[start]
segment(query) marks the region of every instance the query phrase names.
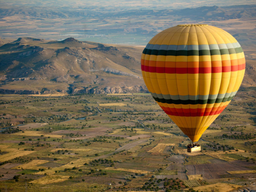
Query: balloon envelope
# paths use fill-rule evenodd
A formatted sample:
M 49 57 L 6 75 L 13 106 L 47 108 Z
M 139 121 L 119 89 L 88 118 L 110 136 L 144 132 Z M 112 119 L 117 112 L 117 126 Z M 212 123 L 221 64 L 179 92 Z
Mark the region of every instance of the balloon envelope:
M 180 25 L 157 34 L 141 57 L 149 91 L 193 142 L 230 102 L 245 69 L 240 45 L 208 25 Z

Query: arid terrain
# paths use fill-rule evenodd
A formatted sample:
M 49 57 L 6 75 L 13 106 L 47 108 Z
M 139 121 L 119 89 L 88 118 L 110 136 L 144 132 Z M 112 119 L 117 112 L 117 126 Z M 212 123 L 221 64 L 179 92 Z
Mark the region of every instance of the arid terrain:
M 256 190 L 255 1 L 27 1 L 0 2 L 0 192 Z M 246 70 L 190 153 L 140 62 L 159 32 L 199 23 L 233 35 Z
M 194 153 L 149 94 L 1 95 L 0 189 L 252 189 L 255 93 L 241 89 Z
[end]
**Required task:**
Reproduce all of the material above word for word, omitting the pictures.

**Exercise response:**
segment(query) marks the region of every instance the query phrase names.
Query: balloon envelope
# paths use fill-rule evenodd
A formatted sample:
M 49 57 L 6 75 L 13 106 L 47 108 Z
M 139 121 L 119 89 L 88 118 L 110 136 L 144 132 Z M 112 119 L 117 112 L 117 126 Z M 212 123 L 221 64 L 179 92 Z
Mark the region of every instance of the balloon envelope:
M 180 25 L 157 34 L 141 57 L 149 91 L 193 142 L 230 102 L 245 69 L 240 45 L 208 25 Z

Query: arid terrain
# paths use fill-rule evenodd
A formatted sample:
M 49 57 L 6 75 L 13 106 L 47 108 Z
M 139 121 L 119 89 L 88 118 L 110 136 L 144 132 Z M 112 119 L 117 112 L 117 126 Z M 212 123 L 221 64 L 179 92 Z
Mark the region of every instance of the arid terrain:
M 256 190 L 255 1 L 27 1 L 0 2 L 0 192 Z M 246 70 L 190 153 L 140 62 L 159 32 L 199 23 L 233 35 Z
M 194 153 L 149 94 L 1 95 L 0 189 L 252 189 L 255 93 L 241 89 Z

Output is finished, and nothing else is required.